Requirement: Can you render all the lines below as a JSON list of strings, with one string for each line and any blank lines omitted?

[Extracted data entries]

────────────────────────────────────────

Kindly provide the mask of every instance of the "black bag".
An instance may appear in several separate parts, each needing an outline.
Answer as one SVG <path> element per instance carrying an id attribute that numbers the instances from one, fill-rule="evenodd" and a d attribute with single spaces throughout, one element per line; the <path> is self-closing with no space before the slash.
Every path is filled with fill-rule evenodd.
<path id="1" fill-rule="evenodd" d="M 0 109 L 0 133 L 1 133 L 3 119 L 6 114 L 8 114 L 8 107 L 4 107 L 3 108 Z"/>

────────────────────────────────────────

Result of the exercise:
[
  "Kindly provide the mask of every instance of the \"black bag\".",
  "An instance may appear in several separate parts, each needing an outline.",
  "Answer as one SVG <path> element per instance carrying an id attribute that numbers the instances from one, fill-rule=\"evenodd\" and a d attribute with single spaces throughout, one element per line; the <path> is self-closing with no space before the slash.",
  "Every path is filled with fill-rule evenodd.",
  "<path id=\"1\" fill-rule=\"evenodd\" d=\"M 0 109 L 0 133 L 1 133 L 3 119 L 6 114 L 8 114 L 8 107 L 4 107 L 3 108 Z\"/>"
]